Description of the task ::
Using the microservices text, tell whether each statement agrees with it, answering yes or no and quoting the deciding words: (a) Zipkin is an open-source implementation of Google's Dapper; (b) OpenAPI descriptions are written in XML; (c) there are always firewalls between in-cluster nodes.

Page extract ::
##############################
There are trade-offs between security and other things. For example,

  • Distributing RBAC configuration to all nodes is difficult -> stand-alone service for authorization.
  • Infeasible to let all nodes do 2FA -> stand-alone service for authentication.
  • Byzantine fault happens very rarely in a managed system -> use simpler but not Byzantine Fault tolerant algorithms.

Observability

Observability to better understand cluster status, quickly debug and more deeply understand systems to architect more resilient and stable systems moving forward.

To debug microservices, it’s important to have a global view of the whole cluster.

  • Centralized log. There should be a way to collect logs printed by programs running on every node.
  • Metrics. Monitoring and recording metrics of all machines, containers and services.
  • Tracing. A trace is a collection of all events happening in a single request. It records what services are called with their start and end time.

Google’s Dapper is a distributed logging system used on Google cloud. Zipkin is an open-source implementation of Dapper.

Istio supports automatic metrics, logs, and traces for all traffic within a cluster. It also works with different tracing backends. This is one of the popular features of Istio.

Internal vs External

There are three different types of traffic:

  • Internal, or east-west: in-cluster traffic.
  • External, Internet-facing, or north-south: traffic that goes to or comes from outside of the cluster.
  • Peer to peer.

In an IP cloud, there should be ingress and egress firewalls to protect the cluster from being attacked and attacking others. Depending on implementation details, there may be no firewalls between in-cluster nodes. In NDN world, every packet is signed and verified, so there is no fundamental different between these kinds of traffic.

In terms of service invocation, a small difference is the choice of libraries. Internal traffic may use some specific library that developers like, but external traffic generally use REST or GraphQL, which are more general and independent to specific languages and libraries.

Description

To let human users and computers understand the capabilities of APIs, descriptions about APIs are needed.

  • OpenAPI provides a standard, language-agnostic interface to RESTful APIs which allows both humans and computers to discover and understand the capabilities of the service. It is written in json or yaml.
  • For gRPC users, proto file with comments can be used as documentation.
  • GraphQL supports querying the schema, by querying __schema field. There are also other metadata fields like __type.

A machine-readable doc enables general debugging tools like GraphQL Playground and Fiddler.

Intrusion

Some libraries or platforms require developers to use specific languages or systems. Istio makes use of sidecars to provide a non-intrusive way to support all its fancy features.

Complexity

How to balance the complexity is a tricky part of microservices design. Here I can give some examples

  1. Migrating a monolith program into microservices reduces the complexity of single programs, but adds to the complexity of communication.
  2. In Kubernetes, pods can be managed by developments, stateful sets or humans. If we put them under the namespace of specific developments, we may add the complexity of operating on them. A better way is letting pods be objects independent of who manages it, and providing a mapping between pods and its owner. However, this imports another service into the system.
##############################
Supplied material ::

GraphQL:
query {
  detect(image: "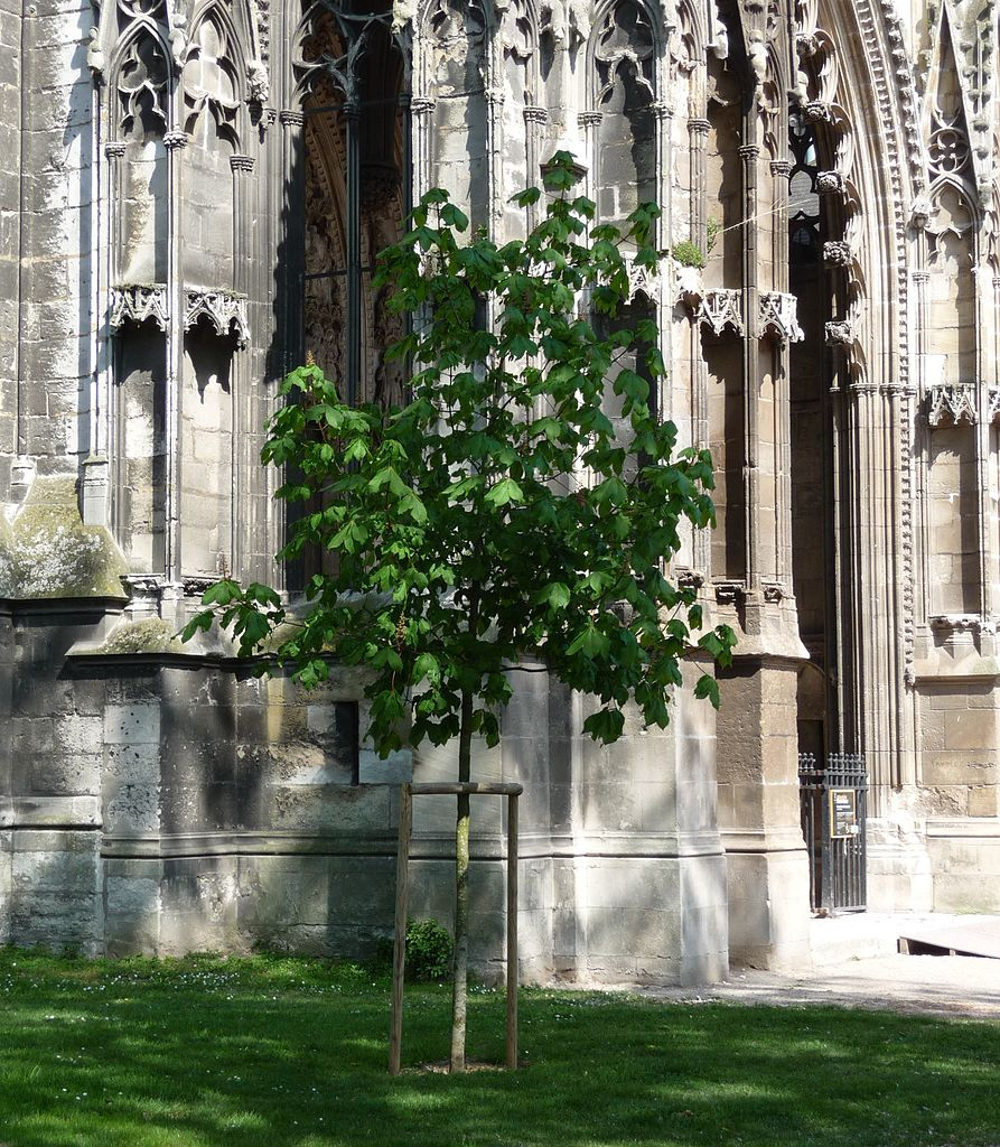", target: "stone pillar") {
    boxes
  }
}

[717,653,811,968]
[502,664,728,984]
[163,131,187,583]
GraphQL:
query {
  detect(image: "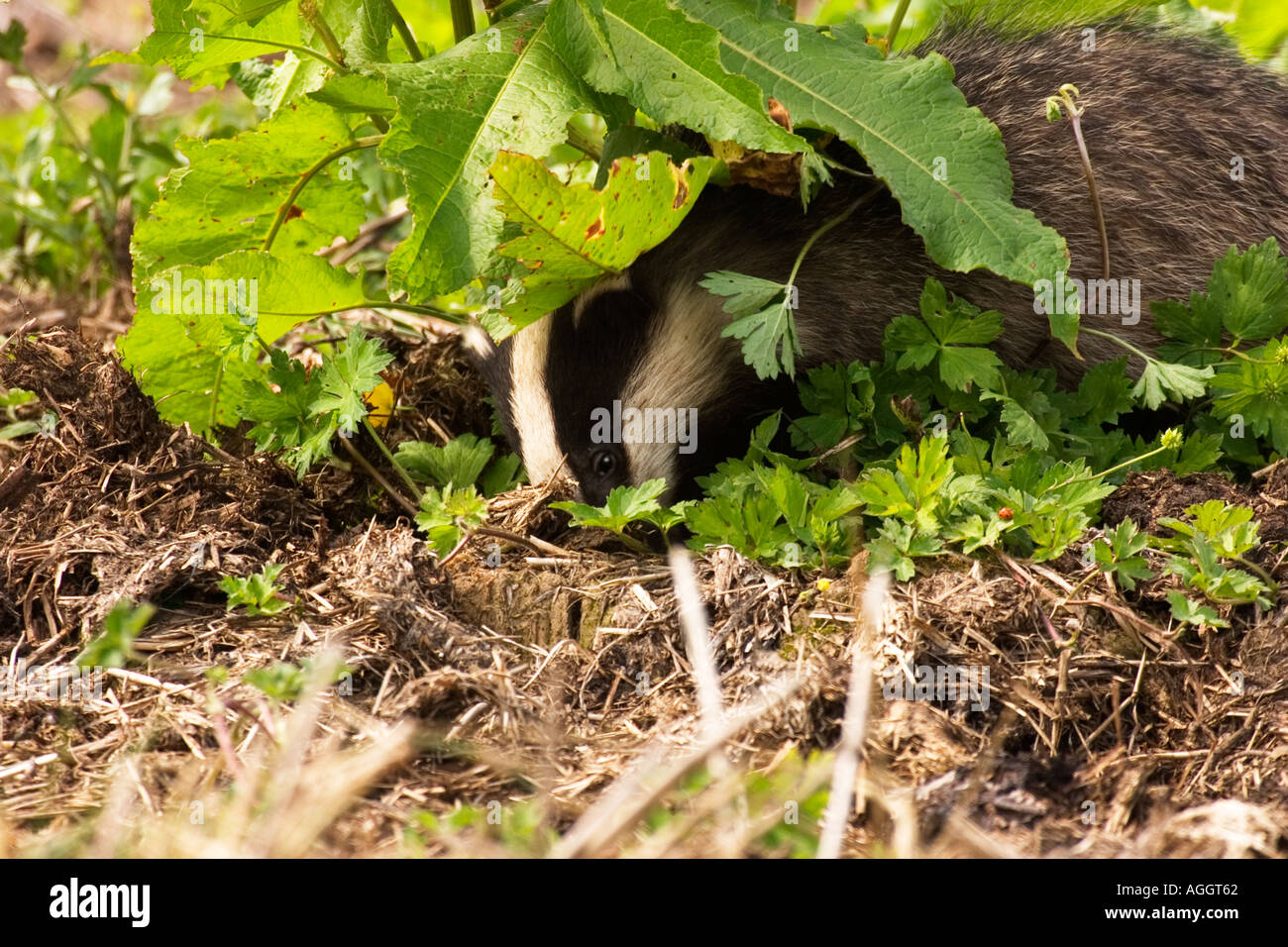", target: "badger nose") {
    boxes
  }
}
##############################
Task solution ::
(a) Yes: "Zipkin is an open-source implementation of Dapper."
(b) No: "It is written in json or yaml."
(c) No: "Depending on implementation details, there may be no firewalls between in-cluster nodes."